§ YOUR GOAL:
Every record must be copied out exactly.

§ SOURCE DATA:
---------------

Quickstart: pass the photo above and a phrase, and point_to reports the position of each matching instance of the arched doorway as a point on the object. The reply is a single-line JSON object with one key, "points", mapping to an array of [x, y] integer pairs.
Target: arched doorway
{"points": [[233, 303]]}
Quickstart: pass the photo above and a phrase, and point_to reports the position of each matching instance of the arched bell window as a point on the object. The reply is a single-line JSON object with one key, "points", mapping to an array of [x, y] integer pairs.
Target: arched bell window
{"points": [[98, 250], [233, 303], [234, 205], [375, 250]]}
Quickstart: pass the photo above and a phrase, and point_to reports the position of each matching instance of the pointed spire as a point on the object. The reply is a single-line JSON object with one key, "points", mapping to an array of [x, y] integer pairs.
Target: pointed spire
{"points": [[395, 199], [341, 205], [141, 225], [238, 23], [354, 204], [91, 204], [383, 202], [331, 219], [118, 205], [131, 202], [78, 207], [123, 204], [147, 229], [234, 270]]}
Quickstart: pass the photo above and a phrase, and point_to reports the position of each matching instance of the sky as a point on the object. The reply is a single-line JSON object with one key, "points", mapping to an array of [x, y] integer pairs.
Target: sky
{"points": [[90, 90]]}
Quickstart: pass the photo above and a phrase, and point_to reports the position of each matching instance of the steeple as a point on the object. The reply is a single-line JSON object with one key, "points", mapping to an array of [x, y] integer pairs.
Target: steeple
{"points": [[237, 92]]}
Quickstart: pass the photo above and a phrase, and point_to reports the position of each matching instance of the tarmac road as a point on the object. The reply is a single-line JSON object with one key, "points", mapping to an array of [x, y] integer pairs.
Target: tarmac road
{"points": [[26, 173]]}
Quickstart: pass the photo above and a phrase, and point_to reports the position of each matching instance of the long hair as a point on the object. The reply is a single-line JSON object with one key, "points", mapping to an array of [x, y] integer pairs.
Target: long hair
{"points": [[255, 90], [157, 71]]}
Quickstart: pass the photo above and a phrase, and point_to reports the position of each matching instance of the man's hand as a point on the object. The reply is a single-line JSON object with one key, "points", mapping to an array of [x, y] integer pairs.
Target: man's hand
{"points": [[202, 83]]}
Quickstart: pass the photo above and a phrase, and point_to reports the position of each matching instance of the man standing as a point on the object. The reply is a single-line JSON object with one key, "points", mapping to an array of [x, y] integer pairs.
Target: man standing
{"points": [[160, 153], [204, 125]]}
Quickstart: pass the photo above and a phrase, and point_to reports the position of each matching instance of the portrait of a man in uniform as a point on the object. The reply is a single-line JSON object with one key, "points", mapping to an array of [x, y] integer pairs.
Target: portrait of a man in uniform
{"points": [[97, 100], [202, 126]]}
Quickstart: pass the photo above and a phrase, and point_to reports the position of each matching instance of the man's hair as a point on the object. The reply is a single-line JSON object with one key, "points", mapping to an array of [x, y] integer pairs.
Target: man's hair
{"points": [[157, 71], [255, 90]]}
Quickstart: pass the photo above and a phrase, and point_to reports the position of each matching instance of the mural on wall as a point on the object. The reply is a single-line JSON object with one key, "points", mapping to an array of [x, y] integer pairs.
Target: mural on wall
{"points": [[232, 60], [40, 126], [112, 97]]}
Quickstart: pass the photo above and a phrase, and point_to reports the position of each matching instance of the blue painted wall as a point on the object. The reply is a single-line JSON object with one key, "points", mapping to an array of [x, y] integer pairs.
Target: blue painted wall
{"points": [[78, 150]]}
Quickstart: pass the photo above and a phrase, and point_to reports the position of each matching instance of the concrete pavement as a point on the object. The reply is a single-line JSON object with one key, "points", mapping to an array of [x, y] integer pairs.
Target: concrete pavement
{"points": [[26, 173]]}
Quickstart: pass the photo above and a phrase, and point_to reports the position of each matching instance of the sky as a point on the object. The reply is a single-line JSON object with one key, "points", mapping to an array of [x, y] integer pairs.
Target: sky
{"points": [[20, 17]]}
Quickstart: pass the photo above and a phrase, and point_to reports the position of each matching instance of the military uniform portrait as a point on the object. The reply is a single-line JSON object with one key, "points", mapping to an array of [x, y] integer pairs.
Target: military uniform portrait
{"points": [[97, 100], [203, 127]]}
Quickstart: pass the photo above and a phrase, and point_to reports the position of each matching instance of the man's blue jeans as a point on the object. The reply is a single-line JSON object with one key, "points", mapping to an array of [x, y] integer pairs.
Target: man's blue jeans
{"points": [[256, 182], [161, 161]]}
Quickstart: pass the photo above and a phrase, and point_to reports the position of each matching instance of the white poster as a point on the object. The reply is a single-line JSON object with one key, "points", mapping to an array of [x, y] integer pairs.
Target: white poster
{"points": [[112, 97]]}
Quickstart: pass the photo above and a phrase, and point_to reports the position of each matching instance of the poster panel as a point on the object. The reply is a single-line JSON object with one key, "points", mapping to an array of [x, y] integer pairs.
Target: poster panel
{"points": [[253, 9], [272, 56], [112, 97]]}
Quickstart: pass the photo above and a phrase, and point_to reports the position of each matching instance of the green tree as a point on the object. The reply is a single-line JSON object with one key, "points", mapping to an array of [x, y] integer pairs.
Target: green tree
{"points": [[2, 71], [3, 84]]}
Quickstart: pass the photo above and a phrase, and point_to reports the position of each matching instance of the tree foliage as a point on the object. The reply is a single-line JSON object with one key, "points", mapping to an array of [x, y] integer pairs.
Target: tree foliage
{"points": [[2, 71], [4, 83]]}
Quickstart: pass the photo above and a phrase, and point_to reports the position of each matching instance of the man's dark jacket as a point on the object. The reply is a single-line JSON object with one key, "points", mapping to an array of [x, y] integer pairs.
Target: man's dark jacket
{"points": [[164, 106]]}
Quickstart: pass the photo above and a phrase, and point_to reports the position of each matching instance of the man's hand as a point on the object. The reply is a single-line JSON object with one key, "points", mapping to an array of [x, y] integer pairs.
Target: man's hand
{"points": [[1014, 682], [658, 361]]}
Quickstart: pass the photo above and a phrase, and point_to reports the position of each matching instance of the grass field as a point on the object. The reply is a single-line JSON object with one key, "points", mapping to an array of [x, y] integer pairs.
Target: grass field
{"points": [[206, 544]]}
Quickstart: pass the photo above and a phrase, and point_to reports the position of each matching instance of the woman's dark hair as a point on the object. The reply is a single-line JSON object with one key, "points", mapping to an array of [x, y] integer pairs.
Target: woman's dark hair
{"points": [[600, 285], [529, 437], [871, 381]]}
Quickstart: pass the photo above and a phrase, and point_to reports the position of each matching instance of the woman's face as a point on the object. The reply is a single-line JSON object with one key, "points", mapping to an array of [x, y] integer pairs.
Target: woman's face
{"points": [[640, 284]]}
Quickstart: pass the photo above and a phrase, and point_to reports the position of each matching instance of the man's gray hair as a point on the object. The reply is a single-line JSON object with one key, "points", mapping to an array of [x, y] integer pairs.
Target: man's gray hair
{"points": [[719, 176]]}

---------------

§ PROBLEM SOLUTION:
Quickstart: pass the photo above and a phrase, and point_to reports the position of each matching instance of the arched doorway as a point on the object. The reply is a single-line JSON object with one key, "points", mapping to an array of [x, y] integer pairs.
Target: arched doorway
{"points": [[233, 303]]}
Quickstart: pass the photo above and a phrase, and point_to reports the position of each matching instance of the arched bell window as a point on the object. The reply is a single-line JSON object with one key, "points", mapping to an array of [x, y] integer pairs.
Target: arched bell window
{"points": [[98, 250], [233, 303], [234, 205], [375, 250]]}
Quickstart: pass the photo above and a phrase, and point_to reports the position of each matching instance of the pointed spire as a point on the object. The reply is a single-line JSON object with one key, "points", mapping to an array of [x, y] integer pairs.
Target: pointed spire
{"points": [[395, 199], [341, 205], [141, 225], [238, 23], [354, 204], [91, 204], [383, 202], [331, 219], [118, 205], [131, 202], [78, 207], [123, 204], [147, 229], [234, 270]]}
Quickstart: pass the photo above and a phrase, and point_to reports the position of each matching instance of the sky as a point on the object. The reply is a single-line JSON object with one key, "points", mapping to an array of [x, y] integer pairs.
Target: sky
{"points": [[90, 90]]}
Quickstart: pass the photo above and a phrase, and point_to reports the position of each matching instance of the steeple as a point on the object. The reply is a single-line JSON object with one key, "points", mapping to an array of [x, y] integer pairs.
Target: steeple
{"points": [[237, 92]]}
Quickstart: pass the photo above and a phrase, and point_to reports the position of each matching instance of the tarmac road as a point on the object. The reply is a single-line JSON object with one key, "points", mapping to an array of [x, y] integer pairs.
Target: tarmac road
{"points": [[26, 173]]}
Quickstart: pass the photo above and a phrase, and point_to reports the position of each matching instance of the long hair as a point on the object. The reply is a single-line JSON object with one key, "points", mapping to an array of [x, y] integer pairs.
Target: long hair
{"points": [[255, 90], [157, 71]]}
Quickstart: pass the photo above and a phrase, and point_to reports the position of each matching instance of the man's hand as a point on the object. The reply is a single-line JSON object with one key, "points", mapping to an array of [x, y] integer pairs.
Target: man's hand
{"points": [[202, 83]]}
Quickstart: pass the photo above and a phrase, and point_to reports the position of each matching instance of the man standing as a point on the object. The reply is a single-line JSON object with one key, "points", mapping to an array of [x, y] integer pairs.
Target: man standing
{"points": [[160, 153], [204, 125]]}
Quickstart: pass the photo above and a phrase, and point_to reports the position of each matching instance of the portrait of a man in uniform as a point on the object. The reply is a single-line JSON object with one key, "points", mapping to an array of [x, y] integer pairs.
Target: portrait of a man in uniform
{"points": [[97, 100], [202, 126]]}
Quickstart: pass the photo above and a phrase, and point_to reports the position of each matching instance of the man's hair as a point on the object. The reply is a single-line JSON object with one key, "points", mapping to an array of [x, y] integer pairs.
Target: man's hair
{"points": [[157, 71], [255, 90]]}
Quickstart: pass the photo above and a phrase, and point_to reports the position of each matching instance of the mural on wall as a point on the object. The reply is a single-line JSON object with one key, "points", mapping to an array of [x, y] integer pairs.
Target: mural on wall
{"points": [[232, 60], [40, 126], [112, 97]]}
Quickstart: pass the photo above and a phrase, and point_to reports the position of each matching instance of the blue painted wall as a point on the object. The reply is a single-line JSON object with one key, "points", mapping to an array of [x, y] integer pairs.
Target: blue painted wall
{"points": [[78, 150]]}
Quickstart: pass the photo above and a phrase, and point_to reports the position of each matching instance of the concrete pavement as a point on the object. The reply is a single-line JSON object with one key, "points", mapping to an array of [x, y] integer pairs.
Target: concrete pavement
{"points": [[26, 173]]}
Quickstart: pass the photo above and a phrase, and point_to reports the position of each matching instance of the sky as a point on the object. The reply is a single-line JSON object with one key, "points", mapping to an array of [x, y] integer pairs.
Target: sky
{"points": [[20, 17]]}
Quickstart: pass the photo above and a phrase, and point_to reports the position of each matching instance of the military uniform portrait as a point on the object. The reply is a single-line JSON object with one key, "points", mapping to an array of [x, y] integer pairs.
Target: military uniform portrait
{"points": [[97, 100], [203, 127]]}
Quickstart: pass the photo above and a phrase, and point_to reports the position of each matching instance of the man's blue jeans as a point on the object. The reply is a single-line JSON object with one key, "points", mapping to an array of [x, y] integer pairs.
Target: man's blue jeans
{"points": [[256, 182], [161, 161]]}
Quickstart: pass the photo above and a phrase, and point_to reports the position of each matching instance of the white poster as a point on the object. The reply is a single-line JSON object with one key, "points", mapping to an array of [x, y] integer pairs.
Target: white poster
{"points": [[112, 97]]}
Quickstart: pass the photo above and a phrase, and point_to reports the position of each matching instance of the poster panel as a point on the object. The reply is a single-line JSON object with one key, "points", mapping to an array of [x, y] integer pairs.
Target: poster panel
{"points": [[253, 9], [272, 56], [112, 97]]}
Quickstart: pass the photo above and a phrase, and point_to reports the position of each matching instance of the green tree as a point on the object. The reply is a single-line JSON object with one key, "points", mapping to an array of [x, y] integer pairs.
Target: green tree
{"points": [[2, 71], [3, 84]]}
Quickstart: pass the photo above and a phrase, and point_to reports the position of each matching instance of the tree foliage as a point on the object. The reply is a single-line JSON object with one key, "points", mapping to an array of [x, y] integer pairs.
Target: tree foliage
{"points": [[2, 71], [4, 83]]}
Quickstart: pass the photo above and a phrase, and point_to reports the position of each matching instance of the man's dark jacket as a point on the object. The reply is a single-line JSON object with one key, "points", mapping to an array of [x, y] integer pairs.
Target: man's dark jacket
{"points": [[164, 106]]}
Quickstart: pass the photo above and a phrase, and point_to reports the position of each matching instance of the man's hand as a point on the object. The reply is a single-line JSON object with one key, "points", mapping to an array of [x, y] integer pairs.
Target: man's hand
{"points": [[1014, 682], [658, 361]]}
Quickstart: pass the photo above and a phrase, and point_to reports the position of each matching instance of the grass field as a point on the object. The reply is a single-line JSON object with one key, "points", mapping to an array of [x, y] integer pairs.
Target: grass field
{"points": [[206, 544]]}
Quickstart: pass the photo above and a phrase, and point_to reports the position of each matching instance of the woman's dark hair as a point on the object. The reply is a single-line JSON object with one key, "points", mapping to an array of [x, y] integer pairs.
Target: woman's dark hair
{"points": [[600, 285], [529, 437], [871, 381]]}
Quickstart: pass the photo above and a phrase, and point_to reports the position of each matching instance of the woman's face as a point on the object. The reply is a single-line JSON object with one key, "points", mapping to an array of [x, y] integer pairs.
Target: woman's face
{"points": [[640, 284]]}
Quickstart: pass the photo above and a phrase, and point_to reports the position of each matching instance of the man's gray hair as a point on the object. The reply is a single-line JSON object with one key, "points", mapping to an array of [x, y] integer pairs.
Target: man's gray hair
{"points": [[719, 176]]}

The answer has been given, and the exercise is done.